# WORK TO BE COMPLETED
Reproduce the data word for word, starting with the line that contains "of the lamp" and going on through the end of the data.

________________________

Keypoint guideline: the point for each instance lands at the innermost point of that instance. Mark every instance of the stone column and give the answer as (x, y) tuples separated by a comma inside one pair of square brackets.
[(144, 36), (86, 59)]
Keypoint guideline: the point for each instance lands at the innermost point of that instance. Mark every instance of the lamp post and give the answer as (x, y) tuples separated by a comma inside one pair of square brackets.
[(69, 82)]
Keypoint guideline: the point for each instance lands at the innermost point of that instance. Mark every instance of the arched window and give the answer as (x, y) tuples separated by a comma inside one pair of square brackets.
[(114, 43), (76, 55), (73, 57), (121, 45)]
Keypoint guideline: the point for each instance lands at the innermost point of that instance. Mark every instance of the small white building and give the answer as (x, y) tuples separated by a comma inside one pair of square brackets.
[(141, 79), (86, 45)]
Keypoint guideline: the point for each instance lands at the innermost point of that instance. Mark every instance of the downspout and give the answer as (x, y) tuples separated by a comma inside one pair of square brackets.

________________________

# RESULT FOR THIS TASK
Keypoint guideline: the point for each instance lands at the innermost point of that instance. Mark every instance of the lamp post and give the answer as (x, y) tuples separated by a comma inside one pair of square brackets.
[(69, 82)]
Keypoint guideline: the point for each instance lands at the innermost point of that instance. Mark every instance of the arched window and give the answer as (x, y) tuples separated by a comma inside one pair of square brackets.
[(114, 43), (76, 55), (73, 57), (121, 45)]
Keypoint guideline: the point for each instance lands at the innermost point of that instance. Mark every instance of the small white building and give the answer as (x, y) tuples separated by a comma inside one pair of square brackets.
[(141, 79), (86, 45)]
Keypoint guideline: the point for each instance lands at the innermost point of that instance. Mark every instance of the downspout and give the answer as (x, y) tuples separated by a comma inside one pair of square brackets.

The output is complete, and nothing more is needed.